Given data Start Marker
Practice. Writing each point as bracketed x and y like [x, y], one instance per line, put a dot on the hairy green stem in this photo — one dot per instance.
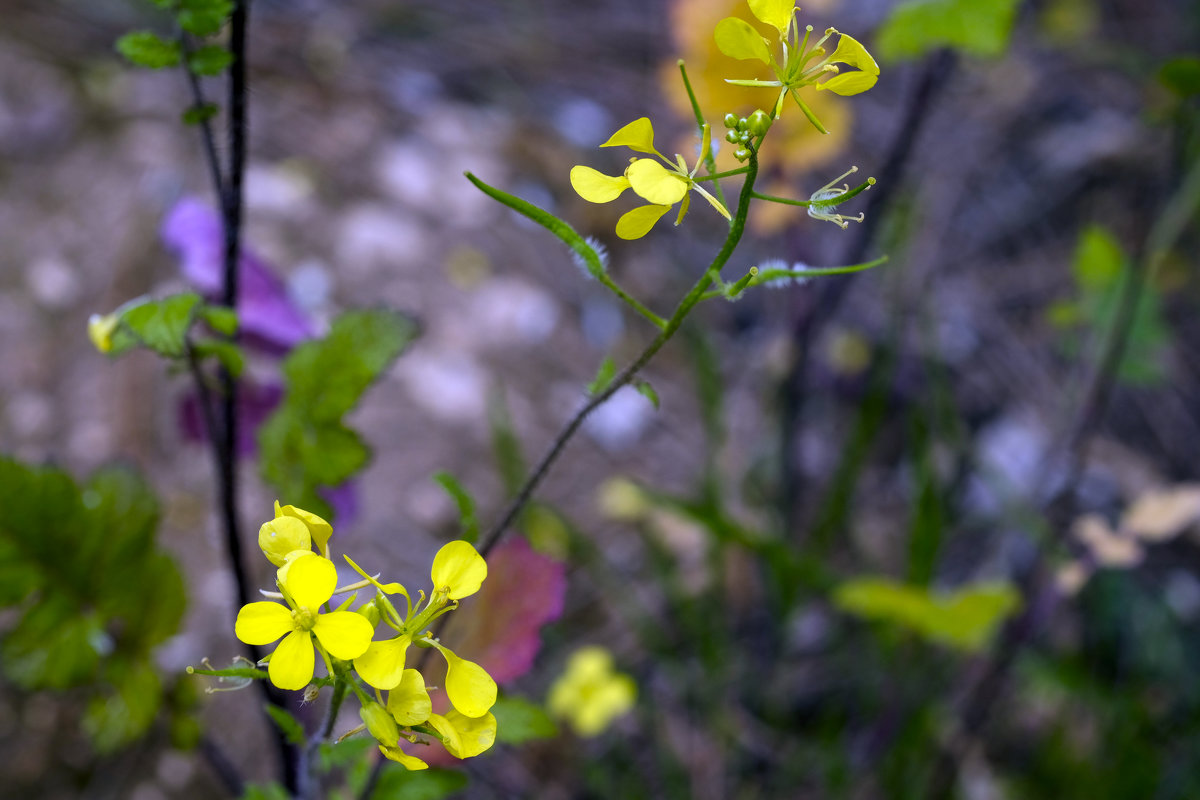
[737, 227]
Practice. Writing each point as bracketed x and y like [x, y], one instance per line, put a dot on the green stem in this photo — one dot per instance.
[737, 227]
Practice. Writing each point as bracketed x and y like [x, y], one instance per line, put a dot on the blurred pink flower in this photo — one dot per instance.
[268, 317]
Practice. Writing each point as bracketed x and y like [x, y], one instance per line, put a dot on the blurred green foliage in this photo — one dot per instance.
[305, 444]
[89, 593]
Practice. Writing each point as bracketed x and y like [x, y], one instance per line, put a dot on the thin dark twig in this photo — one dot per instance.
[831, 294]
[208, 139]
[1036, 587]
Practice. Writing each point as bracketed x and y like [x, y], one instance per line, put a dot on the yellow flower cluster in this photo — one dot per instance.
[297, 542]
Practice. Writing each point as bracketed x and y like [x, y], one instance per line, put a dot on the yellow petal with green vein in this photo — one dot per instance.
[311, 581]
[475, 734]
[597, 187]
[345, 635]
[777, 13]
[849, 83]
[382, 663]
[850, 50]
[636, 136]
[409, 702]
[277, 537]
[401, 757]
[459, 570]
[738, 40]
[262, 623]
[655, 184]
[636, 223]
[468, 685]
[319, 529]
[292, 661]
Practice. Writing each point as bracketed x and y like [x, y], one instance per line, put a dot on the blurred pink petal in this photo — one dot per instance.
[255, 404]
[501, 627]
[192, 230]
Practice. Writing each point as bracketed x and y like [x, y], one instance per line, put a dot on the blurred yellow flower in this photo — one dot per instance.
[589, 695]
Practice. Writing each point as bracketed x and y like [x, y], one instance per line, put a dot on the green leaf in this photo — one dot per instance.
[647, 391]
[1181, 76]
[287, 723]
[126, 708]
[197, 114]
[162, 325]
[965, 619]
[96, 594]
[148, 49]
[519, 721]
[305, 445]
[604, 376]
[209, 60]
[397, 783]
[204, 17]
[220, 318]
[465, 501]
[1098, 259]
[915, 28]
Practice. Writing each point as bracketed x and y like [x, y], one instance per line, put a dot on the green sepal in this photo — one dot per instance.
[605, 374]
Given data End Marker
= Requirement =
If a record holds a picture, leave the picture out and copy the rest exactly.

= Reply =
Practice. Writing each point as bracketed x and y like [x, y], one instance per line, put a dot on the hairy green stem in this photo — one dot per instance.
[737, 227]
Practice. Writing each point as bracketed x and y like [x, y], one instance per line, put a dot on the green stem in this photo — one dot per instance.
[737, 227]
Practice. Writing each point as bracketed x and y like [x, y], one instance per line, put a dot on the blurred pink flower in this photo — one dot per instance.
[268, 317]
Practice. Writing each point as bracketed x and y like [x, y], one instance per line, put a dot on the blurred green foliage in this photo — one dot per instance.
[305, 444]
[89, 593]
Practice. Writing each point as bracketed x and y like [x, y], one instance per line, put a dot on the thin dark twig in this photo — one dot per instance.
[831, 294]
[208, 139]
[1036, 587]
Practice. Writing each point as bracketed x and y like [x, y], one instance per line, put a dot on the yellow flower cluster in this photo — one dot per instance.
[297, 542]
Practice. Writing each point as bracketed x and y like [x, y], one instance per line, put a dot on the yellow petal with green vein in this photo — one dot per instance.
[311, 581]
[475, 734]
[597, 187]
[345, 635]
[777, 13]
[849, 83]
[382, 663]
[850, 50]
[636, 136]
[409, 702]
[277, 537]
[401, 757]
[459, 570]
[738, 40]
[262, 623]
[655, 184]
[636, 223]
[468, 685]
[319, 529]
[292, 661]
Practice. Writing each point as bracketed x and y like [x, y], one instance per line, put a dot on the blurred pink petal in this photo — one dot per instance.
[255, 404]
[501, 627]
[192, 230]
Practice. Writing each point as bracketed x and y like [x, y], one instance per line, put a dot on the blurred yellow flower in this photo — one dot per instance.
[589, 695]
Practice. Writing each point as bracketed x and y like [x, y], one instance per line, put a dot on the green leaf in this photo — one dot per instance.
[647, 391]
[1181, 76]
[287, 723]
[126, 708]
[197, 114]
[162, 325]
[965, 619]
[96, 594]
[148, 49]
[519, 721]
[305, 445]
[604, 376]
[209, 60]
[397, 783]
[204, 17]
[220, 318]
[465, 501]
[1098, 259]
[915, 28]
Practice. Writing each point as bracketed x and y like [x, y], one instance per line, put a dot on the green sepal in this photo — one dot per instance.
[605, 374]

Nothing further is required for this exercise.